— begin —

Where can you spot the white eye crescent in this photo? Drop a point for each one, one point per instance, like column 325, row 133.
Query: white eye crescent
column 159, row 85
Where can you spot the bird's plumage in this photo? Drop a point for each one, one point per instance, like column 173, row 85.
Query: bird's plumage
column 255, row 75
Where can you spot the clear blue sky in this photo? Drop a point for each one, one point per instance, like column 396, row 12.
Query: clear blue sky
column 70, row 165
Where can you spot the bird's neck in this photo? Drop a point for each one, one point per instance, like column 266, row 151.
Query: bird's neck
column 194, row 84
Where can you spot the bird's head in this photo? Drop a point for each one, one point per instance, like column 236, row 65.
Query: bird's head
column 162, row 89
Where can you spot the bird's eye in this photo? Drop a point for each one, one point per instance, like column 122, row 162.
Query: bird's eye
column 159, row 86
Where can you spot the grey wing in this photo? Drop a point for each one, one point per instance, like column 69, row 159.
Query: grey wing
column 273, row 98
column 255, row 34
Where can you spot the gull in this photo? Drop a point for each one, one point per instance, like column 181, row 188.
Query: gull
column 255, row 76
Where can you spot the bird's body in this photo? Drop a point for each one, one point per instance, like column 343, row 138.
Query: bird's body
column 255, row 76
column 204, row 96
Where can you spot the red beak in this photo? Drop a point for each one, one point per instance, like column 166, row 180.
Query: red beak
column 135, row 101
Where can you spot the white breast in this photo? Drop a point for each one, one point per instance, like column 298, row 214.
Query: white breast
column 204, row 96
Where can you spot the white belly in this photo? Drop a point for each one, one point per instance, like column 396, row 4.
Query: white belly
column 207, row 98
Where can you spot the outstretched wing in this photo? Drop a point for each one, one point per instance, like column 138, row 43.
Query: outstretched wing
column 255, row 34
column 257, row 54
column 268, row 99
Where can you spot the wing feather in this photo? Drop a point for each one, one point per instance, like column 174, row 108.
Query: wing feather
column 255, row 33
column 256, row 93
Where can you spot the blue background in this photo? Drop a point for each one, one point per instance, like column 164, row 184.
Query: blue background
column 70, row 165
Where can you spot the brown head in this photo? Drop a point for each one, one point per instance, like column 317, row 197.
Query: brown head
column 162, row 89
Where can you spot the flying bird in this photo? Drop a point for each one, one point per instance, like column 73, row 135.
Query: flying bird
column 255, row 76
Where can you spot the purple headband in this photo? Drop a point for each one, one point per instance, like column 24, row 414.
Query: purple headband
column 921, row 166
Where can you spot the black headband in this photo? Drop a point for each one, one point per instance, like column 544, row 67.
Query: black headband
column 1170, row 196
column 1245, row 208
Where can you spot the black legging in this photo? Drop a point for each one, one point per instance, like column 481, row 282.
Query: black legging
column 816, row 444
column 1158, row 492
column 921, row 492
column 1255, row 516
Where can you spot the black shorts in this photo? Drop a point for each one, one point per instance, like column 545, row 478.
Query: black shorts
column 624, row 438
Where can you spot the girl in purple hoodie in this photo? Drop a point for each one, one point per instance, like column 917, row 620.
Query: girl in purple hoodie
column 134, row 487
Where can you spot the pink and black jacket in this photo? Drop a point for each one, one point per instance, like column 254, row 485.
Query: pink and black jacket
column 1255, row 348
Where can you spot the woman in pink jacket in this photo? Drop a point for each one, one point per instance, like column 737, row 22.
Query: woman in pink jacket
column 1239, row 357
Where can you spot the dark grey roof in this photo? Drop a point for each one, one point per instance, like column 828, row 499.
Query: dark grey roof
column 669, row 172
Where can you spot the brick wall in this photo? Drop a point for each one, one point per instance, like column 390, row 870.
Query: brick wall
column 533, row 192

— end —

CHALLENGE:
Rewrite all the records above, changing each "Drop a point" to "Mark a point" and keeping every other word as it is.

RESPONSE FOR THIS EXERCISE:
Where can you spot the white eye crescent in this photo? Mark a point for each one, one point per instance, like column 325, row 133.
Query: white eye crescent
column 159, row 85
Where can you spot the bird's plumage in this photo? Mark a point for each one, one point per instance, like column 173, row 85.
Query: bird's plumage
column 255, row 75
Where can you spot the clear blue sky in this photo? Mark a point for each one, one point per instance, like column 396, row 12.
Query: clear blue sky
column 70, row 165
Where can you spot the bird's neck in this photo? Mark a point for each one, one point per instance, like column 266, row 151.
Query: bird's neck
column 194, row 84
Where can you spot the bird's head in this photo? Mark a point for each one, one point per instance, like column 236, row 65.
Query: bird's head
column 162, row 89
Where can you spot the bird's eye in this photo? Mark a point for each one, one point per instance, like column 122, row 162.
Query: bird's eye
column 159, row 86
Where can you spot the grey wing in this photo? Mark a point for each one, one point per instance, like column 69, row 159.
Query: grey wing
column 273, row 98
column 255, row 34
Where can you spot the gull in this photo? Mark a point for each one, one point per instance, like column 181, row 188.
Query: gull
column 255, row 76
Where can you spot the bird's body in this photo? Mark a point for each one, one point per instance, like column 343, row 138.
Query: bird's body
column 255, row 76
column 204, row 96
Where can you spot the red beak in this photo? Mark a point for each one, one point per instance, like column 166, row 180.
Query: red beak
column 135, row 101
Where can you spot the white breast in this photo? Mark a point for each one, one point per instance, like column 298, row 214.
Query: white breast
column 204, row 96
Where can you spot the white belly in this photo? Mark a point for each one, one point per instance, like column 396, row 4.
Query: white belly
column 207, row 98
Where can you spot the outstretched wing in this photo? Mark a point for each one, one point per instance, like column 138, row 43.
Query: outstretched wing
column 255, row 34
column 257, row 54
column 268, row 99
Where can you spot the wing feather in this photo? Mark a point for each one, one point per instance, like column 174, row 108.
Query: wing feather
column 255, row 33
column 256, row 93
Where can you spot the blue background in this photo? Mark a point for each one, one point per instance, like column 164, row 184.
Query: blue background
column 70, row 165
Where can you spot the brown head in this photo? Mark a point for each one, one point per instance, like column 317, row 197.
Query: brown head
column 162, row 89
Where can you spot the flying bird in this photo? Mark a point for each one, one point per instance, like column 73, row 135.
Query: flying bird
column 255, row 76
Where can you spot the purple headband in this photo? Mark a point for each one, one point per instance, like column 24, row 414.
Query: purple headband
column 921, row 166
Where can you spot the black headband in this photo? Mark a point for each one, one point per instance, like column 544, row 67.
Query: black headband
column 1170, row 196
column 1245, row 208
Where can you spot the black legging in this photo? Mark a point for each one, one point per instance, like column 481, row 282.
Query: black legging
column 816, row 444
column 1158, row 492
column 921, row 492
column 1255, row 516
Where can you spot the black shorts in this photo? Mark a point for each one, one point per instance, like column 545, row 478.
Query: black shorts
column 624, row 438
Where can you spot the girl in purple hoodie in this photo? Mark a point for each one, one point per instance, like column 917, row 620.
Query: girl in purple hoodie
column 134, row 487
Where can you spot the pink and black jacket in this photo? Mark a point for each one, one point per instance, like column 254, row 485.
Query: pink and black jacket
column 1255, row 348
Where can you spot the woman in pink jacket in this photo? Mark a point for each one, one point per instance, like column 737, row 22.
Query: woman in pink jacket
column 1239, row 357
Where can you spot the dark grey roof in this photo? Mark a point for each one, one point per instance, like column 828, row 499.
Query: dark grey roof
column 669, row 172
Where can you spot the brick wall in this photo? Mark a point for each one, one point per instance, like column 390, row 870.
Query: brick wall
column 533, row 192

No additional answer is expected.